◆ WHAT NEEDS TO BE DONE ◆
Establish how many lines in the material include the string "concrete" and report it as a lone number.

◆ DATASET RECORDS ◆

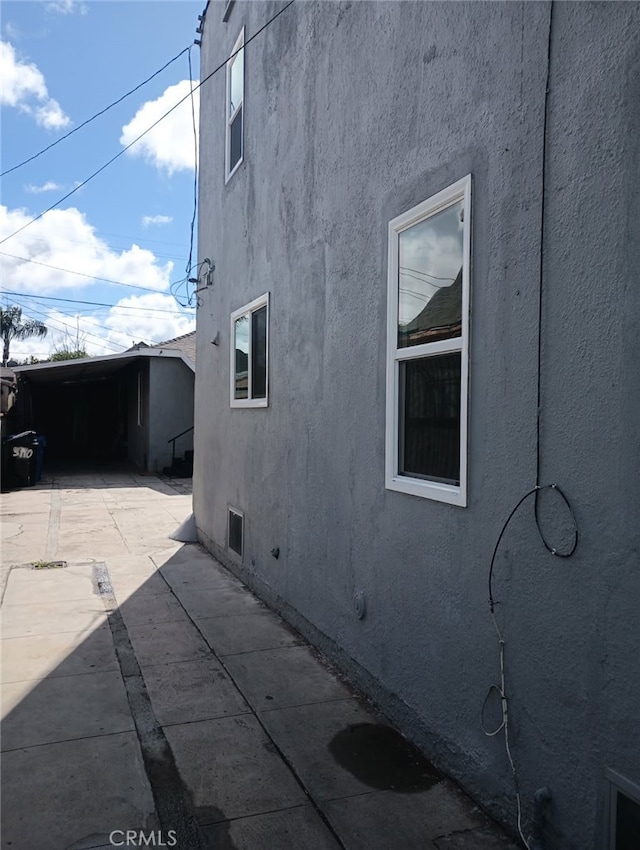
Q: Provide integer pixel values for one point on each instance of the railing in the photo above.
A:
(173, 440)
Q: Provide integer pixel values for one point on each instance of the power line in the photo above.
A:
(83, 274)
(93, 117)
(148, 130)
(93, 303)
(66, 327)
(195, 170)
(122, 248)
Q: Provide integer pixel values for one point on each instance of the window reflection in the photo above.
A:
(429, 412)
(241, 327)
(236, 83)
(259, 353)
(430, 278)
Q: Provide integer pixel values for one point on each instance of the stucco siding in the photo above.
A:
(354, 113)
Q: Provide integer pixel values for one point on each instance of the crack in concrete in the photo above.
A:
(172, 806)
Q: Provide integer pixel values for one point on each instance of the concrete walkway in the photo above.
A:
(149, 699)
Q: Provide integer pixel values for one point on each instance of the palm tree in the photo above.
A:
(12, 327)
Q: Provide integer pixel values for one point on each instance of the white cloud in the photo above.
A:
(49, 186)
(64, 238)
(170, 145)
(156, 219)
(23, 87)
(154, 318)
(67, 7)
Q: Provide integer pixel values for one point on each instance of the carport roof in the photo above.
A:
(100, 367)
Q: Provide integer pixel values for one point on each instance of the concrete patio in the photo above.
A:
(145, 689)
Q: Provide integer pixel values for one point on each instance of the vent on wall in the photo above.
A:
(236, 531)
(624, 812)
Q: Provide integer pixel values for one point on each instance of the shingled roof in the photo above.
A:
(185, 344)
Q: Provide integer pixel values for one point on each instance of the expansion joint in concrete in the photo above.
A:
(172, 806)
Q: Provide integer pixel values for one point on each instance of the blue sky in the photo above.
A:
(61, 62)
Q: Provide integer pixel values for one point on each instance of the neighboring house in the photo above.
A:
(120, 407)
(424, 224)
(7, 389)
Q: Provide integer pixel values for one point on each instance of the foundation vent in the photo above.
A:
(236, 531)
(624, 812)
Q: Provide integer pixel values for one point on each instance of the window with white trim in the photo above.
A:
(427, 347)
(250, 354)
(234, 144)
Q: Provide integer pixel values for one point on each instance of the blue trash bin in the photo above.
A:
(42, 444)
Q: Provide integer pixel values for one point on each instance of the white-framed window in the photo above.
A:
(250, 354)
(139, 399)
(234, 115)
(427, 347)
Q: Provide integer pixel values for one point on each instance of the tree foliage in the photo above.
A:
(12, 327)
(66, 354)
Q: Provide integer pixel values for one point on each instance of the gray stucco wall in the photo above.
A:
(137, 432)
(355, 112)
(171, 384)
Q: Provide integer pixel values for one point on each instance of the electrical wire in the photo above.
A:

--

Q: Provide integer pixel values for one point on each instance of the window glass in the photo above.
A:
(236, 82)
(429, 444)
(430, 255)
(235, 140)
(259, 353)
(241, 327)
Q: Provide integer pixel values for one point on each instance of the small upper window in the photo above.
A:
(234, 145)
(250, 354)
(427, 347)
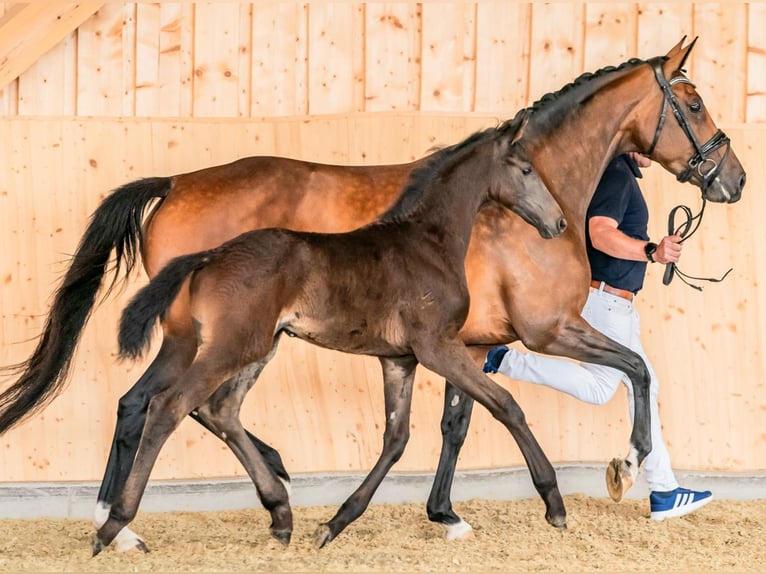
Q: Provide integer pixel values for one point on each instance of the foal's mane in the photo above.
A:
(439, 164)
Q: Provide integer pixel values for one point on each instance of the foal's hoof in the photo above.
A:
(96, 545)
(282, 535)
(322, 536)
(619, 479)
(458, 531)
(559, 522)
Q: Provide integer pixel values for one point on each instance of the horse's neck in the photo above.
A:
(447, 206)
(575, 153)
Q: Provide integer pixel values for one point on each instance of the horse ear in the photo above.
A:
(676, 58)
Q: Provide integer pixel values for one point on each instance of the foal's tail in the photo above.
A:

◆ TASK SOLUTION ◆
4